Records to use —
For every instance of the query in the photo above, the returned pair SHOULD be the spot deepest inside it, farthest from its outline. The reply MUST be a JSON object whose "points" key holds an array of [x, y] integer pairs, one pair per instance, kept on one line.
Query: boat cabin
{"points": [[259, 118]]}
--
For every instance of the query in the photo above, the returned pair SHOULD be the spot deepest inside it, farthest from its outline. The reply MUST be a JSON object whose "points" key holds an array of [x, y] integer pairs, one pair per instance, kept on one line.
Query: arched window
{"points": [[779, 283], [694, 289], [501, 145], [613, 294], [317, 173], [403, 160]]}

The task — Show every line of the records above that contains the string "points", treating uppercase and lowercase letters as distinct.

Full answer —
For every instance of the query in the photo above, the returned pair SHOULD be the spot deepest inside it, farthest from its outline. The reply MUST be a JSON object whose "points" key holds an array of [x, y] integer pairs, one pair per instance, kept on one line.
{"points": [[259, 118]]}
For every instance of the query in the photo above, the returned pair SHOULD be the spot deepest inside it, farthest from its outline. The reply MUST be a JSON object whose "points" key holds an array of [x, y] integer pairs, one pair per instance, kept on one line.
{"points": [[779, 283], [694, 289], [501, 145], [613, 294], [317, 173], [403, 160]]}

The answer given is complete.